(Registros de etiquetado de regiones)
┌──
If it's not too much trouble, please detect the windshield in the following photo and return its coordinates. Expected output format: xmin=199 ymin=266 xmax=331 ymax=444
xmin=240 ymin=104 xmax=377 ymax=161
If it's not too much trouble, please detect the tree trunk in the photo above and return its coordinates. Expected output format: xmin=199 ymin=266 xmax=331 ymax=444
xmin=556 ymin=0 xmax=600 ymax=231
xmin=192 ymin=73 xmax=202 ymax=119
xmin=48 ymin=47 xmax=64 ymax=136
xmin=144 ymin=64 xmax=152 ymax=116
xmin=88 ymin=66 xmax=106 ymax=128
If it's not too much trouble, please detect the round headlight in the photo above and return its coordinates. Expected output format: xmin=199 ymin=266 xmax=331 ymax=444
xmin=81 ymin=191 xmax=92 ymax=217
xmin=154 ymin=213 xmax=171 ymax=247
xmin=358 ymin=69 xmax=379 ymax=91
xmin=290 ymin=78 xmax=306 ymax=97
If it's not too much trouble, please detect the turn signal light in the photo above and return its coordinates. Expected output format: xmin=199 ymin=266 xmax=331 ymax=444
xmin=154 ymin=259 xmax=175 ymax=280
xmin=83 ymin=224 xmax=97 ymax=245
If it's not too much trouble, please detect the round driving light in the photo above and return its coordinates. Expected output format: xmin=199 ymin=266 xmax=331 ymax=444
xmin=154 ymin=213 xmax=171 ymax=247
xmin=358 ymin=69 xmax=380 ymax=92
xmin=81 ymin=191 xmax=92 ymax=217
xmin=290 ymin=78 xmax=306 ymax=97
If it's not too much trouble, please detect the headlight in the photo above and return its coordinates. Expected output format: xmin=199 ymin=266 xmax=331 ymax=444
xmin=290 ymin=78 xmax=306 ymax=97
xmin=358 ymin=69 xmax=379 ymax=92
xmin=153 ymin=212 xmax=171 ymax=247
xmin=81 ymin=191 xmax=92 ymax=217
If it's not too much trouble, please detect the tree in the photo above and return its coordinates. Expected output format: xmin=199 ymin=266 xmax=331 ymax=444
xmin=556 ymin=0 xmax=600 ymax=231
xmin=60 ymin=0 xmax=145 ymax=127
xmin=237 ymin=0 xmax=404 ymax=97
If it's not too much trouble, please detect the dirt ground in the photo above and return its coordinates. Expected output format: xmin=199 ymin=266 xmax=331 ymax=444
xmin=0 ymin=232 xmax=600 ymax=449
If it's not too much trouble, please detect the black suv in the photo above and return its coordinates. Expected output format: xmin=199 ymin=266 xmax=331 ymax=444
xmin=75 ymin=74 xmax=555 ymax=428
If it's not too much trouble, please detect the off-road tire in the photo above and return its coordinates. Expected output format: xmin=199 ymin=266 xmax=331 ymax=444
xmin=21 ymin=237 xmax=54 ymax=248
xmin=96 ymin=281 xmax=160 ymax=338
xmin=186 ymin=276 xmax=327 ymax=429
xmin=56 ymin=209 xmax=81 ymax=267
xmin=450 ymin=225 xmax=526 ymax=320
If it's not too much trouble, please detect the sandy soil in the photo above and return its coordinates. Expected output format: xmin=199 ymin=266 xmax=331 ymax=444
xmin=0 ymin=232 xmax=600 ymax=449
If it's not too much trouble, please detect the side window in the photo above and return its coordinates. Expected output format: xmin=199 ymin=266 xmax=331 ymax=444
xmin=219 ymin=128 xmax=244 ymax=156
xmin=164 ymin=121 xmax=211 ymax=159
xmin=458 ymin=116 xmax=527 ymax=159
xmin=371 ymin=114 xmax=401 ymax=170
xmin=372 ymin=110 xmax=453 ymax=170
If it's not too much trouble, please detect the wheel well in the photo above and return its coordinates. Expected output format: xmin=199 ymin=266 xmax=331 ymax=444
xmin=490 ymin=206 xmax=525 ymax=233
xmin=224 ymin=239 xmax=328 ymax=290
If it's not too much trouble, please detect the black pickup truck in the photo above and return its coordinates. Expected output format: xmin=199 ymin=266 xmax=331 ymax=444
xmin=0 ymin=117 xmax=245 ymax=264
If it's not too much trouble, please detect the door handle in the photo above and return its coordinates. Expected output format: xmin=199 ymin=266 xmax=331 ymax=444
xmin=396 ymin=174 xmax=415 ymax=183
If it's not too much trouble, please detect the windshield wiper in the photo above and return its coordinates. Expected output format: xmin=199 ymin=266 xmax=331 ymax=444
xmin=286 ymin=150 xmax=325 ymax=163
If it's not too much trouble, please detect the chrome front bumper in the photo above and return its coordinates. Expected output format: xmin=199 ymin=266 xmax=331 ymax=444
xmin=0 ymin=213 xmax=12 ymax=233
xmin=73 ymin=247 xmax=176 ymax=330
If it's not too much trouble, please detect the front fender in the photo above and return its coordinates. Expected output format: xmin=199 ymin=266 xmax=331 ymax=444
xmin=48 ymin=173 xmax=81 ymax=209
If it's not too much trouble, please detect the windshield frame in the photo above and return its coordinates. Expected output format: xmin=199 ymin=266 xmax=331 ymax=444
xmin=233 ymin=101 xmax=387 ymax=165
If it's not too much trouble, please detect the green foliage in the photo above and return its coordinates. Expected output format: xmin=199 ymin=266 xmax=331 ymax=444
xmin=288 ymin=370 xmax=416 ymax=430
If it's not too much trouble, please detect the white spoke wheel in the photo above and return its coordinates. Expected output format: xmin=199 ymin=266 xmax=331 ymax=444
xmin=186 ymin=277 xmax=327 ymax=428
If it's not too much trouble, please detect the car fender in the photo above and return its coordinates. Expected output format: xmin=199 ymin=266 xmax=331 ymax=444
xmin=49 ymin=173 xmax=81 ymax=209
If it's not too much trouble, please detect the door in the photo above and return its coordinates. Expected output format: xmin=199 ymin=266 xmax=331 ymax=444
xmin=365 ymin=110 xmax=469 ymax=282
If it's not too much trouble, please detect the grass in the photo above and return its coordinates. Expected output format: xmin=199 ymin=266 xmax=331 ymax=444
└──
= Requisito =
Reescala el tramo que va desde el inicio de los registros hasta la línea que contiene "xmin=240 ymin=104 xmax=377 ymax=161", ambos extremos incluidos, y reproduce cada línea completa. Multiplica por 1,5 las coordenadas de los recuadros delimitadores, sin tocar las del formato de ejemplo, y redondea a números enteros, con las mitades hacia arriba.

= Respuesta =
If it's not too much trouble, please detect the windshield in the following photo and return its coordinates. Expected output format: xmin=199 ymin=266 xmax=331 ymax=444
xmin=360 ymin=156 xmax=566 ymax=242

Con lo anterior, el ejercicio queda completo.